> **Task statement**
An unchanged copy of all the lines below is expected, and it should contain no pictures.
▬▬▬
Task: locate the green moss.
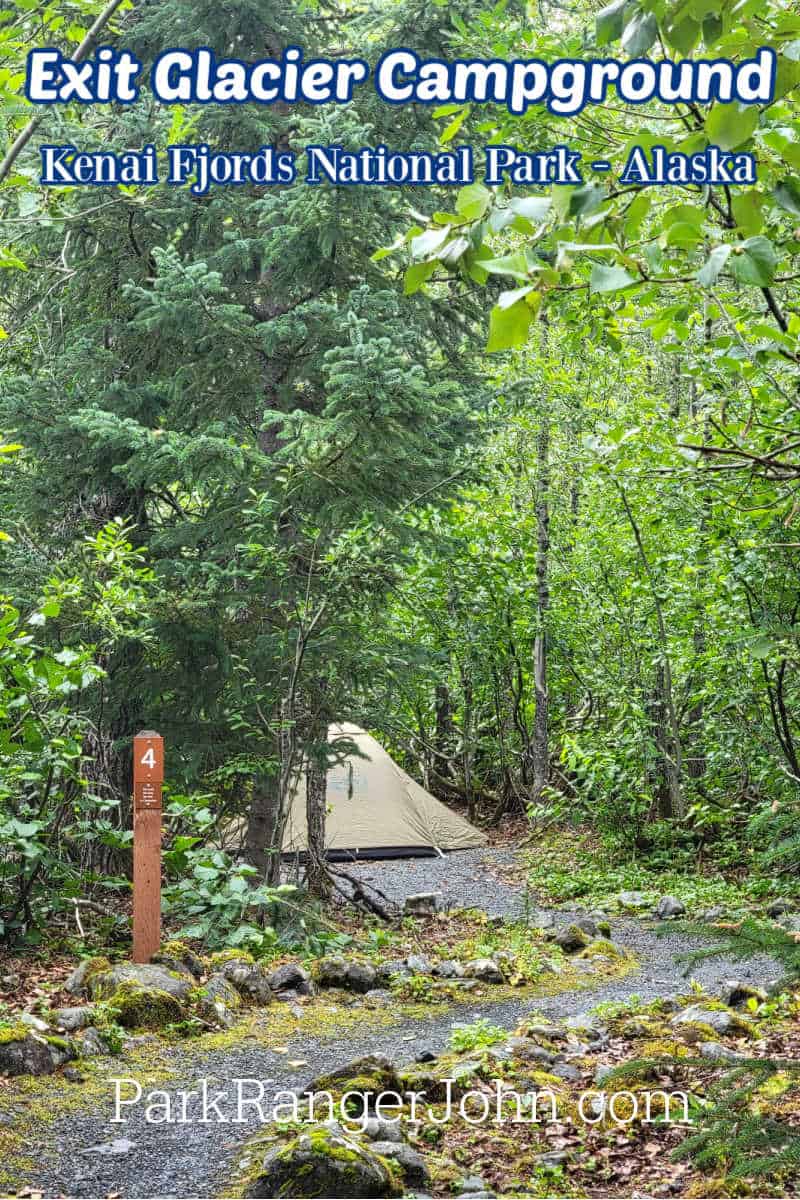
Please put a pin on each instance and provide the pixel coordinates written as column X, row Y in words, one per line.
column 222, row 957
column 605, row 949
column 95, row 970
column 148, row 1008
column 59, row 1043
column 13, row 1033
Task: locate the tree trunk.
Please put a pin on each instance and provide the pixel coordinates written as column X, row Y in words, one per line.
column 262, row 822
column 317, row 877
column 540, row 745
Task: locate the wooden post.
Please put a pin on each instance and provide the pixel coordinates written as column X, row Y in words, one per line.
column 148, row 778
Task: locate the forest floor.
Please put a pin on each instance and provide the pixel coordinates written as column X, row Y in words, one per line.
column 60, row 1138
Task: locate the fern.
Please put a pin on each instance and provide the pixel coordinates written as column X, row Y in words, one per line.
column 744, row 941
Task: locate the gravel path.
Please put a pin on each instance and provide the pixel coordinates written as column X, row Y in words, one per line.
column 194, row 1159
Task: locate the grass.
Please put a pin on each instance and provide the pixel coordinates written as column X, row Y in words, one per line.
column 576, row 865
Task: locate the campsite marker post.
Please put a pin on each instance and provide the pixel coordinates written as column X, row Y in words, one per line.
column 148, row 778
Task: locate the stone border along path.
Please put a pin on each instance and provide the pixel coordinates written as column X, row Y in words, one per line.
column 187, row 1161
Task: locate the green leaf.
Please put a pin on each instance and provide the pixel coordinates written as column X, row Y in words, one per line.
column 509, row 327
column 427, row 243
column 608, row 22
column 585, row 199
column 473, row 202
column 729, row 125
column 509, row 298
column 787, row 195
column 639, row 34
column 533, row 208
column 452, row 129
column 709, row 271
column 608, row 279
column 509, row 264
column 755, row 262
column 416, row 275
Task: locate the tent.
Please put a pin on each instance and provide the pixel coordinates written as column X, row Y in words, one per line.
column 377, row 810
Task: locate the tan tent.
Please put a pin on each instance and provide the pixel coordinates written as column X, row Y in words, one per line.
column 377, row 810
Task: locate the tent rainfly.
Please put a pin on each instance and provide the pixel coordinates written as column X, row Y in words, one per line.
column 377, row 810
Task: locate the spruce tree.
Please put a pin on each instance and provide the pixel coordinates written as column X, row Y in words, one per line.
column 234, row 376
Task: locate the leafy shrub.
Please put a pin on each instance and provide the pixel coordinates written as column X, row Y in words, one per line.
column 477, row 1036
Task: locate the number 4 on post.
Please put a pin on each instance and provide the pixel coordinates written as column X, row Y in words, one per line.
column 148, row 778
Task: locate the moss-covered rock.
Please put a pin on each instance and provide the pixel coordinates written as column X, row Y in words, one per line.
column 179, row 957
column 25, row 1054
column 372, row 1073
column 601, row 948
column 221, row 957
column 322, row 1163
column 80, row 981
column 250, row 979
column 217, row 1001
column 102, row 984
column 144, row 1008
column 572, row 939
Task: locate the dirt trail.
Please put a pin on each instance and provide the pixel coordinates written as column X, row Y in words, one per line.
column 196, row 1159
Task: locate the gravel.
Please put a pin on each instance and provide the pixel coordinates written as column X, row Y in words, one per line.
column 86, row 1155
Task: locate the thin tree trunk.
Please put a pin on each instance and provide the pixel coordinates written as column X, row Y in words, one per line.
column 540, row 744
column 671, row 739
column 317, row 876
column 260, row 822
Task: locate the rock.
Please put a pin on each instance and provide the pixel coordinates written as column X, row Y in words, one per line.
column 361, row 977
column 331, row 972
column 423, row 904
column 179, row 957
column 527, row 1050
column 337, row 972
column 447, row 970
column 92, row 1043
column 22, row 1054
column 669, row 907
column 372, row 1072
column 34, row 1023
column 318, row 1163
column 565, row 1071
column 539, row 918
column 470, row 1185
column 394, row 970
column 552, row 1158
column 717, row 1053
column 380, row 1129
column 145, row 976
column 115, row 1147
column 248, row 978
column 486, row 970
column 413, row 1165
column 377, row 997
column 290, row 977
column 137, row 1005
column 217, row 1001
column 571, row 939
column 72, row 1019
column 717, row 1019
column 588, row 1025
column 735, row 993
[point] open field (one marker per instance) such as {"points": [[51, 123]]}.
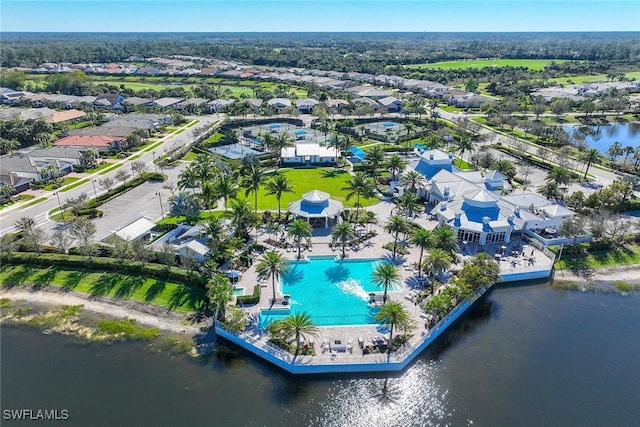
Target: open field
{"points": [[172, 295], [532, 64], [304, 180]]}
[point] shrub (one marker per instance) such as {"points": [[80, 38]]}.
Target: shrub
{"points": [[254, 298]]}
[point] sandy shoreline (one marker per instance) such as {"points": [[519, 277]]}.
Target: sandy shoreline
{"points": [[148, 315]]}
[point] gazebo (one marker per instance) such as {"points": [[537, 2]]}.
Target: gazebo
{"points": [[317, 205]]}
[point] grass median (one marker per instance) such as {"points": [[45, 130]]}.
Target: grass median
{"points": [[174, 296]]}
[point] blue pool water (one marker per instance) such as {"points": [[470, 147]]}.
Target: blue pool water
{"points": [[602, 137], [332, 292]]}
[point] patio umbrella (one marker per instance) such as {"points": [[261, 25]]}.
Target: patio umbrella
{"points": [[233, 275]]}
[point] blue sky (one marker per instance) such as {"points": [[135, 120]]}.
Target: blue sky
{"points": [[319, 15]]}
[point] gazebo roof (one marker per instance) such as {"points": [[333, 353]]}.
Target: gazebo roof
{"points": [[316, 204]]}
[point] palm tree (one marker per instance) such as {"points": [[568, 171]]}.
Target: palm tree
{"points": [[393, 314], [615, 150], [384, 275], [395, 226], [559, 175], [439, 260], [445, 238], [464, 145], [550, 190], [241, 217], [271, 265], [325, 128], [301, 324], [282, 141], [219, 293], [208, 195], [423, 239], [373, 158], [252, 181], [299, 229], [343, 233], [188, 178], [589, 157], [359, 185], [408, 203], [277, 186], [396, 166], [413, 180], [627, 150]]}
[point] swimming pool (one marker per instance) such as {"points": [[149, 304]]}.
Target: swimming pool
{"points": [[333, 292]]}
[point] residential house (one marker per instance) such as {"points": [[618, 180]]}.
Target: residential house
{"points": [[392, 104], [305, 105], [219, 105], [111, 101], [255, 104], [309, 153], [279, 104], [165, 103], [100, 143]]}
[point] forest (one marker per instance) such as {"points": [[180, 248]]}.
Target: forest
▬▬▬
> **Solution for this problem**
Task: locate the green moss.
Please put a pin on each instance and provide the pixel coordinates written as column X, row Y in words, one per line.
column 222, row 957
column 605, row 949
column 95, row 970
column 148, row 1008
column 59, row 1043
column 13, row 1033
Task: locate the tree trunk.
Please put a pin on each instance and provide the pixel coordinates written as column X, row Y in words, one per line.
column 262, row 822
column 317, row 877
column 540, row 745
Task: locate the wooden post.
Please put a pin on each instance and provide the pixel coordinates written as column X, row Y in words, one per line.
column 148, row 778
Task: locate the forest floor.
Please put a pin on each instance and provide the pixel coordinates written as column X, row Y in words, one per line.
column 60, row 1138
Task: locate the fern.
Please put a pin on each instance and provide the pixel coordinates written as column X, row Y in words, one per line.
column 744, row 941
Task: locate the gravel path.
Please put a pin on each instance and provide the pixel coordinates written as column X, row Y in words, one per line.
column 194, row 1159
Task: locate the grass.
Please put a pin on each instance and provide the pixel coordinates written as column X, row Y in words, one per line.
column 576, row 865
Task: locate the campsite marker post.
Please put a pin on each instance and provide the pixel coordinates written as column X, row Y in words, one per line.
column 148, row 778
Task: locate the stone border along path.
Please put a pin on each instance and provide the pixel coordinates written as column X, row Y in words, one per line.
column 187, row 1161
Task: locate the green leaf.
Please put a pin on each instance and provide the pixel coordinates written as column X, row Y in words, one per line.
column 509, row 327
column 427, row 243
column 608, row 22
column 585, row 199
column 473, row 202
column 729, row 125
column 509, row 298
column 787, row 195
column 639, row 34
column 533, row 208
column 452, row 129
column 709, row 271
column 608, row 279
column 509, row 264
column 755, row 262
column 416, row 275
Task: locate the tent.
Please put a pin on each instance and provide the pixel coordinates written as column X, row Y in words, one per line.
column 377, row 810
Task: locate the tan tent.
Please put a pin on each instance and provide the pixel coordinates written as column X, row Y in words, one per line.
column 377, row 810
Task: locate the tent rainfly.
Please put a pin on each instance and provide the pixel coordinates written as column X, row Y in words, one per line.
column 377, row 810
Task: locate the spruce tree.
Please put a pin on each instance and provide the pixel coordinates written as column X, row Y in words, one per line.
column 234, row 376
Task: locate the leafy shrub.
Please put a pin on each instance and provide the pixel coordinates written as column X, row Y in words, one per line.
column 477, row 1036
Task: locate the number 4 on post.
Please put a pin on each instance and provide the pixel coordinates written as column X, row Y in words, one per line.
column 148, row 778
Task: locate the moss-covered rock.
Please put a pin on each instance and provide the pixel coordinates written as column X, row Y in words, one per line.
column 179, row 957
column 25, row 1054
column 372, row 1073
column 601, row 948
column 221, row 957
column 322, row 1163
column 80, row 981
column 250, row 979
column 217, row 1001
column 102, row 984
column 144, row 1008
column 572, row 939
Task: locate the dirt trail.
Please put a pin on each instance and provide the pixel coordinates written as column X, row Y in words, one per line.
column 196, row 1159
Task: locate the gravel.
Please put a pin on each instance and provide the pixel coordinates written as column X, row Y in words, one per line.
column 86, row 1155
Task: locate the thin tree trunk.
Please put a pin on each instance and provide the pixel coordinates written as column X, row Y in words, one per line.
column 540, row 744
column 671, row 739
column 317, row 876
column 260, row 822
Task: locate the rock.
Please put a pin on each instance and provide the pixel coordinates written as column X, row Y in words, one per line.
column 361, row 977
column 331, row 972
column 423, row 904
column 179, row 957
column 527, row 1050
column 337, row 972
column 447, row 970
column 92, row 1043
column 22, row 1054
column 669, row 907
column 372, row 1072
column 34, row 1023
column 318, row 1163
column 565, row 1071
column 539, row 918
column 470, row 1185
column 394, row 970
column 552, row 1158
column 717, row 1053
column 380, row 1129
column 145, row 976
column 115, row 1147
column 248, row 978
column 486, row 970
column 413, row 1165
column 377, row 997
column 290, row 977
column 137, row 1005
column 217, row 1001
column 571, row 939
column 72, row 1019
column 717, row 1019
column 588, row 1025
column 735, row 993
[point] open field (one marker per instance) such as {"points": [[51, 123]]}.
Target: open field
{"points": [[172, 295], [532, 64], [304, 180]]}
[point] shrub (one marker per instance) such as {"points": [[80, 38]]}.
Target: shrub
{"points": [[254, 298]]}
[point] sandy shoreline (one marker per instance) such as {"points": [[519, 277]]}.
Target: sandy shoreline
{"points": [[148, 315]]}
[point] gazebo (one marker per instance) such as {"points": [[537, 2]]}.
Target: gazebo
{"points": [[317, 205]]}
[point] grass median (one marker per instance) such as {"points": [[45, 130]]}.
Target: grass median
{"points": [[174, 296]]}
[point] blue pool water (one marker per instance) such as {"points": [[470, 147]]}.
Target: blue pool water
{"points": [[602, 137], [332, 292]]}
[point] patio umbrella (one marker per instance) such as {"points": [[261, 25]]}.
Target: patio umbrella
{"points": [[233, 275]]}
[point] blue sky (one marker per instance) such as {"points": [[135, 120]]}.
Target: blue sky
{"points": [[319, 15]]}
[point] gazebo roof (one marker per instance) such as {"points": [[333, 353]]}.
Target: gazebo roof
{"points": [[316, 204]]}
[point] palm tree (one marker per instance) such as {"points": [[568, 171]]}.
Target: palm tree
{"points": [[393, 314], [615, 150], [384, 275], [395, 226], [559, 175], [439, 260], [445, 238], [464, 145], [550, 190], [241, 217], [271, 265], [325, 128], [301, 324], [282, 141], [219, 293], [208, 195], [423, 239], [373, 158], [252, 181], [299, 229], [343, 233], [188, 178], [589, 157], [359, 185], [408, 203], [277, 186], [396, 166], [413, 180], [627, 150]]}
[point] swimming pool (one marker per instance) such as {"points": [[149, 304]]}.
Target: swimming pool
{"points": [[333, 292]]}
[point] residential house (one marker per instance) such as {"points": [[618, 180]]}.
Target: residential house
{"points": [[392, 104], [305, 105], [219, 105], [111, 101], [255, 104], [309, 153], [279, 104], [165, 103], [100, 143]]}
[point] forest (one marker per instance) such as {"points": [[180, 248]]}.
Target: forest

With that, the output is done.